EXTRAIT DE L'ARTICLE
________________

Ces 177 Français inconnus, héros du Jour J
Ils furent 175 000 à débarquer le 6 juin 1944 sur les côtes normandes. Dont 177 Français oubliés. Un livre retrace leur histoire.
On célèbre avec un faste
inégalé le 70ème anniversaire du plus gigantesque
débarquement militaire de l'histoire, le 6 juin 1944, sur les côtes de
Normandie. Les troupes franchissant la Manche ce jour-là étaient
composées pour l'essentiel de soldats américains, canadiens et
britanniques, près de 175 000 ayant mis le pied sur le sol français au
soir du jour J. Et parmi eux, un nombre infime de soldats français : les
177 marins du 1er bataillon de fusiliers marins commandos (BFMC) aux
ordres de Philippe Kieffer, qui débarquèrent sur la plage d'Ouistreham (Calvados).
Dans
le livre qu'il publie pour célébrer la mémoire de ces Français
exceptionnels, qu'il appelle les "modestes héros", le journaliste
Jean-Marc Tanguy revient sur les itinéraires individuels et collectifs
qui les conduisirent à la bonne place, au jour de gloire. Rejoindre
Londres ne fut jamais une mince affaire, mais, pour les futurs
commandos, le plus dur restait à faire : l'entraînement d'une extrême
dureté au centre d'Achnacarry, en Écosse,
sous la férule d'instructeurs britanniques aguerris. Car, à cette
époque, les créateurs de la guerre commando moderne sont bien les
soldats de Sa Majesté.
"Rien d'émouvant"

________________

LIGNES DE DONNÉES
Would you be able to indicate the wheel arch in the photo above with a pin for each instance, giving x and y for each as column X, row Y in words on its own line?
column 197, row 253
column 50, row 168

________________

VOTRE TÂCHE
Recopiez, s'il vous plaît, le passage de l'article sur les commandos français du Jour J depuis "Ces 177 Français" jusqu'à "plage d'Ouistreham (Calvados)." inclus. La liste est un matériau distinct de l'article.

TÂCHE RÉALISÉE
Ces 177 Français inconnus, héros du Jour J
Ils furent 175 000 à débarquer le 6 juin 1944 sur les côtes normandes. Dont 177 Français oubliés. Un livre retrace leur histoire.
On célèbre avec un faste
inégalé le 70ème anniversaire du plus gigantesque
débarquement militaire de l'histoire, le 6 juin 1944, sur les côtes de
Normandie. Les troupes franchissant la Manche ce jour-là étaient
composées pour l'essentiel de soldats américains, canadiens et
britanniques, près de 175 000 ayant mis le pied sur le sol français au
soir du jour J. Et parmi eux, un nombre infime de soldats français : les
177 marins du 1er bataillon de fusiliers marins commandos (BFMC) aux
ordres de Philippe Kieffer, qui débarquèrent sur la plage d'Ouistreham (Calvados).